**Ejercicio**
Convierte todas las líneas de los datos siguientes en una lista JSON de cadenas, con una cadena por línea y sin las líneas en blanco.

**Datos proporcionados**
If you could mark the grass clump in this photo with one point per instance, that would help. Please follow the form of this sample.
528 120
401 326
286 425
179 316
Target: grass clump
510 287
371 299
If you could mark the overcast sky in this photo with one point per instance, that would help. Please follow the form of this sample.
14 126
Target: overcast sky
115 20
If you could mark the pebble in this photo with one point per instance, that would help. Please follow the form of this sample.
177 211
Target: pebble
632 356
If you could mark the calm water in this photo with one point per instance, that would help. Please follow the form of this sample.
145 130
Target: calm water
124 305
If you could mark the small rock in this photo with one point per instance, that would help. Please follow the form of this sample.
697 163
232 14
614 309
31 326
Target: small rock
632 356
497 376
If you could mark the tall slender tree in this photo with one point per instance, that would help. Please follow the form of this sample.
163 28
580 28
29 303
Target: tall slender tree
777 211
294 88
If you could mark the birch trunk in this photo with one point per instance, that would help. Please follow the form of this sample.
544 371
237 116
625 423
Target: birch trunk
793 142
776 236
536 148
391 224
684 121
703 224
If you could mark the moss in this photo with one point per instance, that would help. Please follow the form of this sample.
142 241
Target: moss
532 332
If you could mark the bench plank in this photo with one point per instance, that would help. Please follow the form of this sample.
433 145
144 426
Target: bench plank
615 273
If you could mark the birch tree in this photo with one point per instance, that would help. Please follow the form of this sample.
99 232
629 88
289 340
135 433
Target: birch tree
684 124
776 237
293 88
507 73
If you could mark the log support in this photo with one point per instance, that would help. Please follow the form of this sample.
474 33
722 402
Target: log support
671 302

**Respuesta correcta**
[
  "If you could mark the grass clump in this photo with one point per instance, that would help. Please follow the form of this sample.",
  "528 120",
  "401 326",
  "286 425",
  "179 316",
  "Target: grass clump",
  "510 287",
  "371 299",
  "If you could mark the overcast sky in this photo with one point per instance, that would help. Please follow the form of this sample.",
  "14 126",
  "Target: overcast sky",
  "115 20",
  "If you could mark the pebble in this photo with one point per instance, that would help. Please follow the form of this sample.",
  "177 211",
  "Target: pebble",
  "632 356",
  "If you could mark the calm water in this photo with one point per instance, that would help. Please follow the form of this sample.",
  "145 130",
  "Target: calm water",
  "124 305",
  "If you could mark the small rock in this photo with one point per instance, that would help. Please follow the form of this sample.",
  "697 163",
  "232 14",
  "614 309",
  "31 326",
  "Target: small rock",
  "632 356",
  "497 376",
  "If you could mark the tall slender tree in this photo with one point per instance, that would help. Please follow the form of this sample.",
  "163 28",
  "580 28",
  "29 303",
  "Target: tall slender tree",
  "777 211",
  "294 88",
  "If you could mark the birch trunk in this photo with one point per instance, that would help. Please follow the form of this sample.",
  "544 371",
  "237 116",
  "625 423",
  "Target: birch trunk",
  "793 142",
  "776 236",
  "536 148",
  "391 224",
  "684 121",
  "703 224",
  "If you could mark the moss in this photo with one point per instance, that would help. Please follow the form of this sample.",
  "142 241",
  "Target: moss",
  "532 332",
  "If you could mark the bench plank in this photo with one point per instance, that would help. Please follow the form of this sample.",
  "433 145",
  "144 426",
  "Target: bench plank",
  "615 273",
  "If you could mark the birch tree in this photo with one point per instance, that would help. Please follow the form of this sample.",
  "99 232",
  "629 88",
  "289 340",
  "135 433",
  "Target: birch tree",
  "684 124",
  "776 237",
  "293 88",
  "507 73",
  "If you could mark the log support in this photo with one point per instance, that would help. Please follow the form of this sample.",
  "474 33",
  "722 402",
  "Target: log support",
  "671 302"
]